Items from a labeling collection
—————
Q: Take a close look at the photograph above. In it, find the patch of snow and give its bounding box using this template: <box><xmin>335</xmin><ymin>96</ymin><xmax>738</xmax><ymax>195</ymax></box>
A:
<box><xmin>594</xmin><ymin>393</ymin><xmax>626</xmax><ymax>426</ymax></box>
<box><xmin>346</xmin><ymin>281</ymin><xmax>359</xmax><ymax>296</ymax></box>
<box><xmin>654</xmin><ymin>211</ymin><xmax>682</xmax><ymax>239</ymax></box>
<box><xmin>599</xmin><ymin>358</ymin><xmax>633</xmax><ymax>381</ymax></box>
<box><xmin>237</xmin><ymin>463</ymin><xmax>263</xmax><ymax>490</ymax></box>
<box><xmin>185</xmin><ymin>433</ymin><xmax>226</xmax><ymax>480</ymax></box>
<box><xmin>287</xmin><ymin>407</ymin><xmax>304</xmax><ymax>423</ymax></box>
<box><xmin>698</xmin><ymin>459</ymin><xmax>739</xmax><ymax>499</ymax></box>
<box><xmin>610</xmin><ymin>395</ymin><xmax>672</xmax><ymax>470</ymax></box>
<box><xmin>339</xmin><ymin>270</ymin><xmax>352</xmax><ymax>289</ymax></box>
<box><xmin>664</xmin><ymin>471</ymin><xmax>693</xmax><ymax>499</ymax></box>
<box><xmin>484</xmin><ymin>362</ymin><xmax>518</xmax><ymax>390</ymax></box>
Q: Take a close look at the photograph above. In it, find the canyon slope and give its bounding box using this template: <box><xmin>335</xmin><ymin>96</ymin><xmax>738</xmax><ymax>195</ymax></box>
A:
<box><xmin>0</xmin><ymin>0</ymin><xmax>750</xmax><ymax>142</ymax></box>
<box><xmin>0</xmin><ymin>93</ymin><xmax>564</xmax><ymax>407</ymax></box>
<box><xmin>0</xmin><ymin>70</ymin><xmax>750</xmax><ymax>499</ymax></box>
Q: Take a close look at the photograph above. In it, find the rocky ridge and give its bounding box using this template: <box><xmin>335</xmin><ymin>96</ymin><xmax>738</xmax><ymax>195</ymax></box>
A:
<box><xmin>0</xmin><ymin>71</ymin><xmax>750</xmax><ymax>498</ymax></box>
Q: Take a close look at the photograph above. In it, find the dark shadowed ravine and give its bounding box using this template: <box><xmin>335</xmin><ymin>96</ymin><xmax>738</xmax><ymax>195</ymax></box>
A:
—————
→ Problem to solve
Could you print all of the material above again, line for line and unchanged?

→ Response for this exercise
Q: Take a close look at the photograph above. In it, find the patch of snow and give its bounding box using this template: <box><xmin>335</xmin><ymin>96</ymin><xmax>738</xmax><ymax>195</ymax></box>
A:
<box><xmin>594</xmin><ymin>393</ymin><xmax>626</xmax><ymax>426</ymax></box>
<box><xmin>346</xmin><ymin>281</ymin><xmax>359</xmax><ymax>296</ymax></box>
<box><xmin>654</xmin><ymin>211</ymin><xmax>682</xmax><ymax>239</ymax></box>
<box><xmin>599</xmin><ymin>358</ymin><xmax>633</xmax><ymax>381</ymax></box>
<box><xmin>237</xmin><ymin>463</ymin><xmax>263</xmax><ymax>490</ymax></box>
<box><xmin>185</xmin><ymin>433</ymin><xmax>226</xmax><ymax>480</ymax></box>
<box><xmin>287</xmin><ymin>407</ymin><xmax>304</xmax><ymax>423</ymax></box>
<box><xmin>698</xmin><ymin>459</ymin><xmax>739</xmax><ymax>499</ymax></box>
<box><xmin>610</xmin><ymin>395</ymin><xmax>672</xmax><ymax>470</ymax></box>
<box><xmin>339</xmin><ymin>270</ymin><xmax>352</xmax><ymax>289</ymax></box>
<box><xmin>664</xmin><ymin>471</ymin><xmax>693</xmax><ymax>499</ymax></box>
<box><xmin>484</xmin><ymin>362</ymin><xmax>518</xmax><ymax>390</ymax></box>
Q: Take a close look at the photograph above. In it, find the canyon slope and give its bounding box using this template: <box><xmin>335</xmin><ymin>96</ymin><xmax>738</xmax><ymax>195</ymax></box>
A:
<box><xmin>0</xmin><ymin>0</ymin><xmax>750</xmax><ymax>142</ymax></box>
<box><xmin>0</xmin><ymin>93</ymin><xmax>564</xmax><ymax>407</ymax></box>
<box><xmin>0</xmin><ymin>70</ymin><xmax>750</xmax><ymax>499</ymax></box>
Q: Take a close look at the photograph above. In it, find the rocky ridge and give its bounding box using this template: <box><xmin>335</xmin><ymin>96</ymin><xmax>738</xmax><ymax>195</ymax></box>
A:
<box><xmin>0</xmin><ymin>71</ymin><xmax>750</xmax><ymax>498</ymax></box>
Q: Take a close look at the photograph above. In it, find the dark shadowed ravine and give its bounding box using this template: <box><xmin>335</xmin><ymin>96</ymin><xmax>738</xmax><ymax>195</ymax></box>
A:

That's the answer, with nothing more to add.